#### READING PASSAGE
Ever started searching for something on Wikipedia and wondered—really, is that all that there is? Does it feel like you’re somehow playing hide and seek with all the knowledge that’s out there?
Wouldn’t it be great to see articles or categories that are similar to your search query and maybe some related images or links to other languages in which to read that article? Or, perhaps you just want to read and contribute to projects other than Wikipedia but need a jump start with a few short summaries from sister projects.
Even if you simply enjoy seeing interesting snippets and images, based off of your search query, then you’ll really like what we have in store. We’re starting to test out some really cool features that will enable some fun and fascinating clicking—down the rabbit hole of Wikipedia. But first, let’s look at what we’ve been doing over the last couple of years.
Back end search
The Discovery Search team has been doing tons of work creating, updating, and finessing the search back end to enhance search queries. There have been many complex things that have happened, things like: adding ascii-folding and stemming, detecting when a visitor might be typing in a language that is different than the Wikipedia that they are on, switching from tf-idf to BM25, dropping trailing question marks, and updating to ElasticSearch version 5. Whew!
We have much more planned in the coming months—machine learning with ‘learning to rank’, investigating and deploying new language analyzers, and, after doing an exhaustive analysis, removing quotes within queries. We’ll also be interacting closely with the new Structured Data team in their upcoming work on Commons to make freely licensed images accessible and reusable across the web.
Front end search
After all that back end search awesomeness, we needed to spruce up the part that the majority of our readers and editors actually interface with: the search results page! We started brainstorming during the late summer of 2016 on what we could do to make search results better—to easily find interesting, relevant content and to create a more intuitive viewing experience. We designed and refined numerous ideas on how to improve the search results page and received lots of good feedback from the community.
Empowered by that feedback, we began testing, starting with a display of results from the Wikimedia sister projects next to the regular search results. The idea for this test was to enable discovery into other projects—projects that our visitors might not have known about—by displaying interesting results in small snippets. The sidebar display of the sister projects borrows from a similar feature that is already in use on the Italian, Catalan and French Wikipedias. We’ve run a couple tests on the sister project search results with detailed analysis completed and, after a bit of final touches to the code, we will release the new functionality into production on all Wikipedias near the end of April 2017.

#### RAW RECORDS
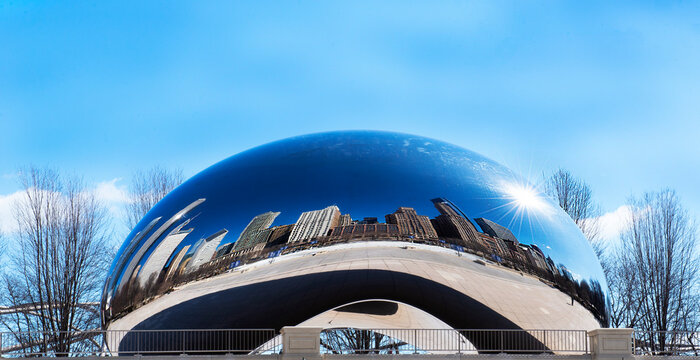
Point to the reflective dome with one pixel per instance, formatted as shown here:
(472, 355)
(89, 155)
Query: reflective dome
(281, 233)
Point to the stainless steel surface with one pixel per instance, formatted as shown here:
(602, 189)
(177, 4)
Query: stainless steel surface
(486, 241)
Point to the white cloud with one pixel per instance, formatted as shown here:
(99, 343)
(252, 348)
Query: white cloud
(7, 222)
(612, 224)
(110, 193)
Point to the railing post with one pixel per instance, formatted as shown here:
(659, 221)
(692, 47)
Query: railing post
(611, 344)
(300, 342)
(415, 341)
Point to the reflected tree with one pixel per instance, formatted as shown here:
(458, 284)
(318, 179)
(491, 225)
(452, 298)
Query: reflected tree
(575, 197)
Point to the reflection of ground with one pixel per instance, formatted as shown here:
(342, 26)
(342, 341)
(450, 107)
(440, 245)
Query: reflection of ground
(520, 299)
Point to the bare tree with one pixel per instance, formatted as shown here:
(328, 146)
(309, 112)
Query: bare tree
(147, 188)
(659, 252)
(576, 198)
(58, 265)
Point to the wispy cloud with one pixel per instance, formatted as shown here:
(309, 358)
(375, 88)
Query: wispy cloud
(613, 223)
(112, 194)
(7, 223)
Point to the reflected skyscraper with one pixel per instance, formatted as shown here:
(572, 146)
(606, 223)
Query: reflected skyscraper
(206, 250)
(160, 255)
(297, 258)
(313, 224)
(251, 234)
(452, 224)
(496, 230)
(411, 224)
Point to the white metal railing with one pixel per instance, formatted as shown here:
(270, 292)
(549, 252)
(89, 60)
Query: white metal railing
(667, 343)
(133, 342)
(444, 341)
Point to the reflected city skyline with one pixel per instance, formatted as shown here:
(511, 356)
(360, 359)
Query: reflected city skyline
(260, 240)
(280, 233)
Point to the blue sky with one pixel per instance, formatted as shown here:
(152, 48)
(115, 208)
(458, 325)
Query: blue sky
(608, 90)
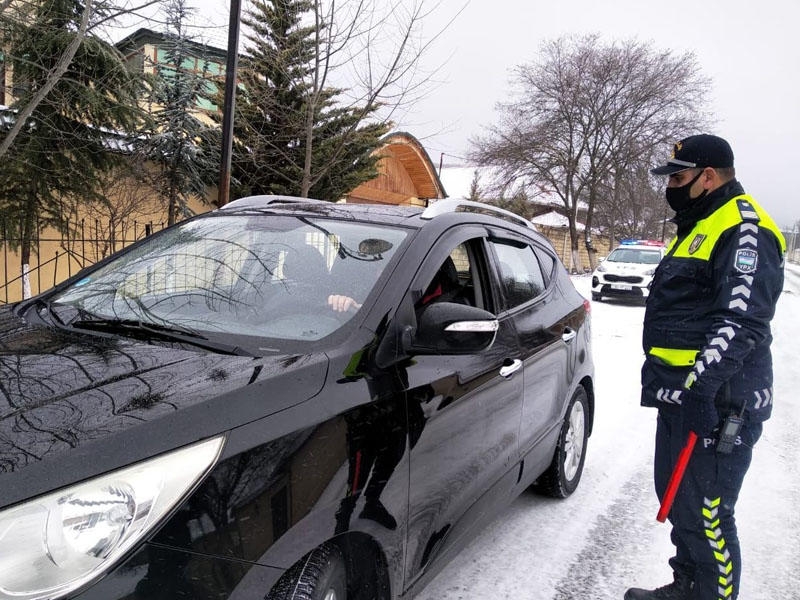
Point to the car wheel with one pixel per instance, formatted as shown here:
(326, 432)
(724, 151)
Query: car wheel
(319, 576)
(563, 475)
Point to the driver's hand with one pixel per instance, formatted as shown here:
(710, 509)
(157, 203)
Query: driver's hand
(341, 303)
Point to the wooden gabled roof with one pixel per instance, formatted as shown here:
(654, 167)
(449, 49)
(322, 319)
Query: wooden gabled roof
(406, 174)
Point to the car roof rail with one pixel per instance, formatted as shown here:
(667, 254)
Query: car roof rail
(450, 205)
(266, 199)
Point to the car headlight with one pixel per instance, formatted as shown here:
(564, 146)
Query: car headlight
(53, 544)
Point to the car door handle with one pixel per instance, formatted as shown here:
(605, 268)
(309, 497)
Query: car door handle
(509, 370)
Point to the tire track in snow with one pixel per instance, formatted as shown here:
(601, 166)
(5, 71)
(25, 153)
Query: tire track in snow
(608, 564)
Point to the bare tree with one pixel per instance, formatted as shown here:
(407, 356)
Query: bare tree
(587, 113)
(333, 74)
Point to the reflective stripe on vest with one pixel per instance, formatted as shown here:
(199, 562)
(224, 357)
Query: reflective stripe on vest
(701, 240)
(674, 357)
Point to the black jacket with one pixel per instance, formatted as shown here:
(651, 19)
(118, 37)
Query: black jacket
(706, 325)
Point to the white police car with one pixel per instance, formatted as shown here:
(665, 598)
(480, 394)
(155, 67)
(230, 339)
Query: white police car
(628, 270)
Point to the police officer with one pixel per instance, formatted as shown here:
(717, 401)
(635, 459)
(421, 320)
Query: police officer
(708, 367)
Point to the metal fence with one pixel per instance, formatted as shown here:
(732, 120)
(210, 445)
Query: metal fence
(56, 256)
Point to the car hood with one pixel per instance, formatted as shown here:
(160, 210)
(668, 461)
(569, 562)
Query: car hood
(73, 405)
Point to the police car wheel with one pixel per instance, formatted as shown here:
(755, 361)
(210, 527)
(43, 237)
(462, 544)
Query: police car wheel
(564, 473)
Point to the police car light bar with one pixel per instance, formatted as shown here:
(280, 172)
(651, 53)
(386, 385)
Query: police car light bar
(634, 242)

---

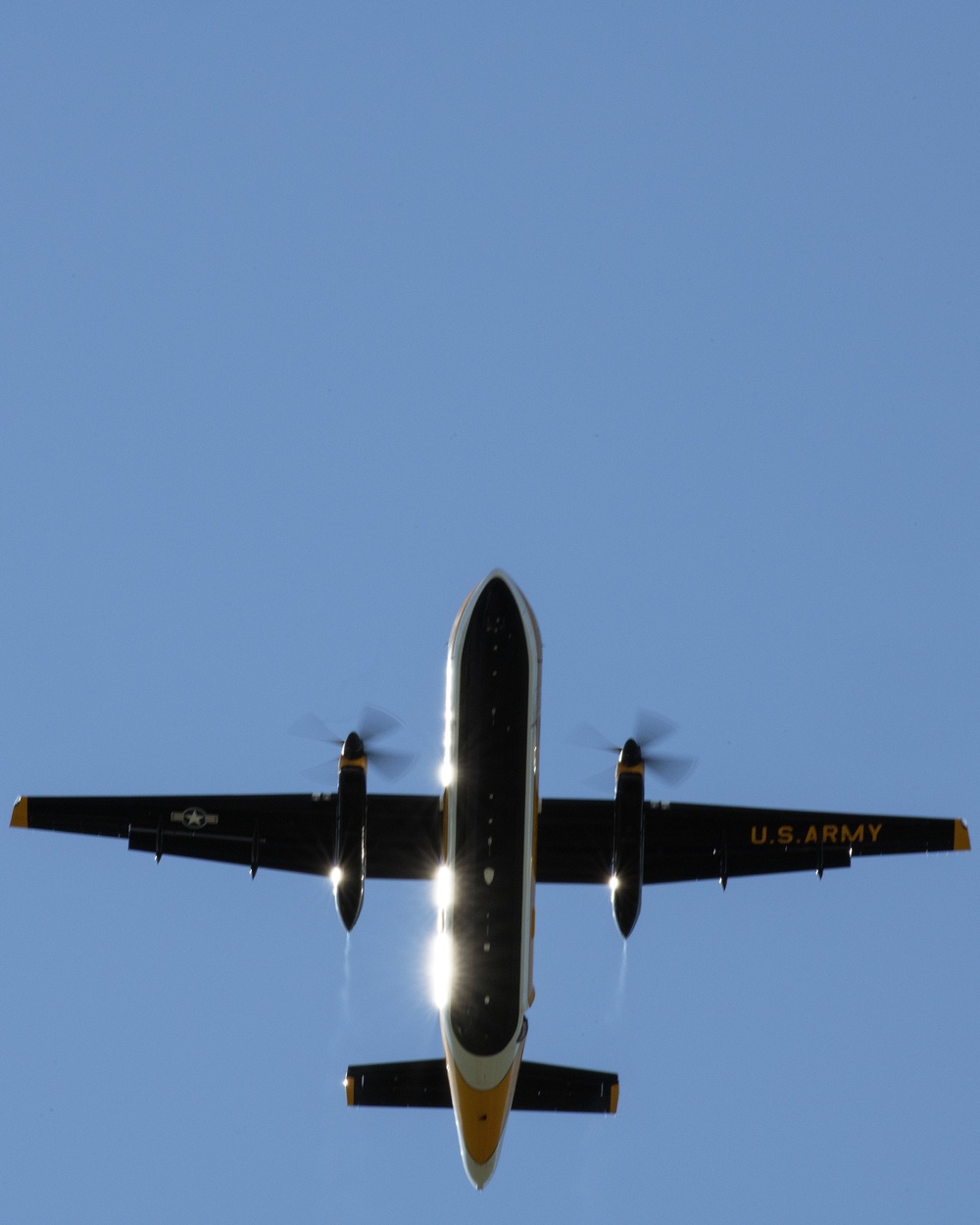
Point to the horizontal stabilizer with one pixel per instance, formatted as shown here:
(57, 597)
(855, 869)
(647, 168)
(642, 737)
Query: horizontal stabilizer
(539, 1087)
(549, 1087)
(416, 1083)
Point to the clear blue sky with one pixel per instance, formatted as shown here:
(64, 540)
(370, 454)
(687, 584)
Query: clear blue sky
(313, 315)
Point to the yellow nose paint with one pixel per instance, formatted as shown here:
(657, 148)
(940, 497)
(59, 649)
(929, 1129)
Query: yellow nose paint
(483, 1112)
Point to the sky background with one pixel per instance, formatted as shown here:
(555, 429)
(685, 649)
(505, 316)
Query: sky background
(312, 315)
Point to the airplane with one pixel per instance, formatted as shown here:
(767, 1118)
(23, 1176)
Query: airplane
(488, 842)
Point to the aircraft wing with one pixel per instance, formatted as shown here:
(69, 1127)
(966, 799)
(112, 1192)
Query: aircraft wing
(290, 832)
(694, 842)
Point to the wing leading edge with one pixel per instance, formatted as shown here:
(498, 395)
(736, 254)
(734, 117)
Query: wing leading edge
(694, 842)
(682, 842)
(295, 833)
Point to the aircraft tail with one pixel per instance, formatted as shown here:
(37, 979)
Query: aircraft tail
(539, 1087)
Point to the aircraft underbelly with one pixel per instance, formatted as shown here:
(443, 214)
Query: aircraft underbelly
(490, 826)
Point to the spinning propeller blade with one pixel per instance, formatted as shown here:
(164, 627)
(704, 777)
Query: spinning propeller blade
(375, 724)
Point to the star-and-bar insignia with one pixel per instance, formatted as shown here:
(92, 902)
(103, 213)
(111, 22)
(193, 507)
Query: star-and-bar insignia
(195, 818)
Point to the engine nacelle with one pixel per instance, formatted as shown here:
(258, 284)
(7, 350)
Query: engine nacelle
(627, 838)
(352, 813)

---

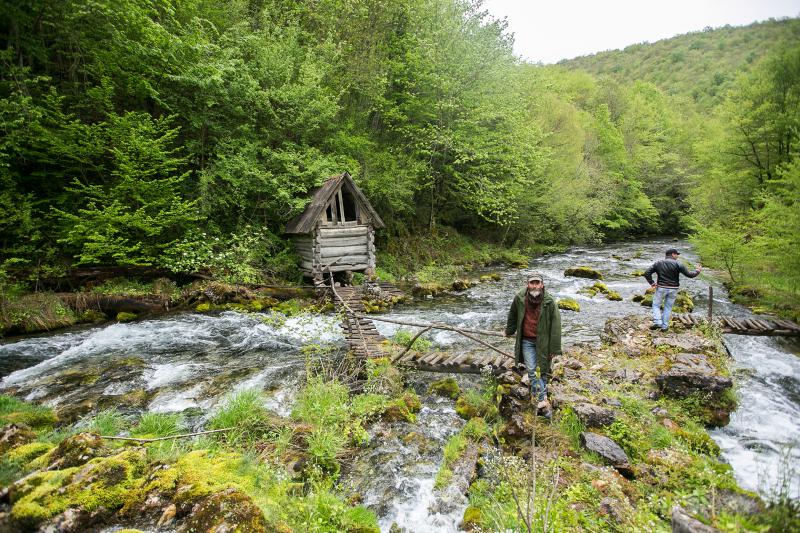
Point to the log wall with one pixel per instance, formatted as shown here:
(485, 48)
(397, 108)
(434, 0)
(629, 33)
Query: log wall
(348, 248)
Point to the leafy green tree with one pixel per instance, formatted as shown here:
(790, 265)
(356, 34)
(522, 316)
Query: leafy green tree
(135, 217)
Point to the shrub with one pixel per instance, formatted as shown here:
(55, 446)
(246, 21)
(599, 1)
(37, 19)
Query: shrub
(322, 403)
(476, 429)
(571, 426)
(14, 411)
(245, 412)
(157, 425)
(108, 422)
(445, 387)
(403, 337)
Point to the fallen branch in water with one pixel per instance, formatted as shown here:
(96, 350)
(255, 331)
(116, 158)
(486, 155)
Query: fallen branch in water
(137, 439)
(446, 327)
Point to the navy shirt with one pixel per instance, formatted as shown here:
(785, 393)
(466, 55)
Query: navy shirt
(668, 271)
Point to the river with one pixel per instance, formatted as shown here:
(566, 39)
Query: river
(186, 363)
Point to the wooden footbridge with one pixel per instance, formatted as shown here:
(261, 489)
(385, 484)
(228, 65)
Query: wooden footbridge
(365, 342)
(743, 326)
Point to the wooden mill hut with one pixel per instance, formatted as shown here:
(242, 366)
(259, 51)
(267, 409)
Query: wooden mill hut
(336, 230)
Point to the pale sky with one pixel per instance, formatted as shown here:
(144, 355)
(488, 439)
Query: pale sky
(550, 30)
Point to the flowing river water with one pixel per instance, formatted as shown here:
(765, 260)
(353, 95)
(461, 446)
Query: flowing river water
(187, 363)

#### TASKS TO COMPLETE
1) Rework the stretch of the Wikipedia search post starting with "Even if you" and going on through "couple of years.", swapping "rabbit hole" for "labyrinth".
2) According to the Wikipedia search post, which Wikipedias already use a sidebar display like the one for sister projects?
3) Proceed with the Wikipedia search post from the point where it stops.

#### THE ANSWERS
1)
Even if you simply enjoy seeing interesting snippets and images, based off of your search query, then you’ll really like what we have in store. We’re starting to test out some really cool features that will enable some fun and fascinating clicking—down the labyrinth of Wikipedia. But first, let’s look at what we’ve been doing over the last couple of years.

2) The Italian, Catalan and French Wikipedias.

3)
The sister projects are an integral part of the Wikimedia family and the associated links denoting each project are often found near the footer of the front page of each Wikipedia. The Wikimedia sister projects are:
Our next test will be to add in additional information and related results for each search query. This will be in the form of an ‘explore similar’ link that, when someone interacts with the link, an expanded display will appear with related pages, categories and links to the article in other languages—all of which might lead to further knowledge discovery. We know that not every search query will return exactly what folks were looking for, but we feel that adding links to similar, but related information would be helpful and, possibly, super interesting!
We also plan on doing a few more tests in the coming year:
- Test a new display that will show the pronunciation of a word with its definition and part of speech—all from existing data in Wiktionary. Initially, this will be in English only.
- Test placing a small image (from the article) next to each search result that is displayed on the page.
- Test an additional feature that will use a new metadata display in the search box that is located on the top right of most pages in Wikipedia, similar to what happens on the Wikipedia.org portal page when a user starts typing into the search box.
For the more technical minded, there is a way to test out these new features in your own browser. For the sister project search results, it will require a bit of URL manipulation; but for the explore similar and Wiktionary widget, you’ll need a Wikipedia account and be able to create (or edit) your common.js file. Detailed information is available on Mediawiki.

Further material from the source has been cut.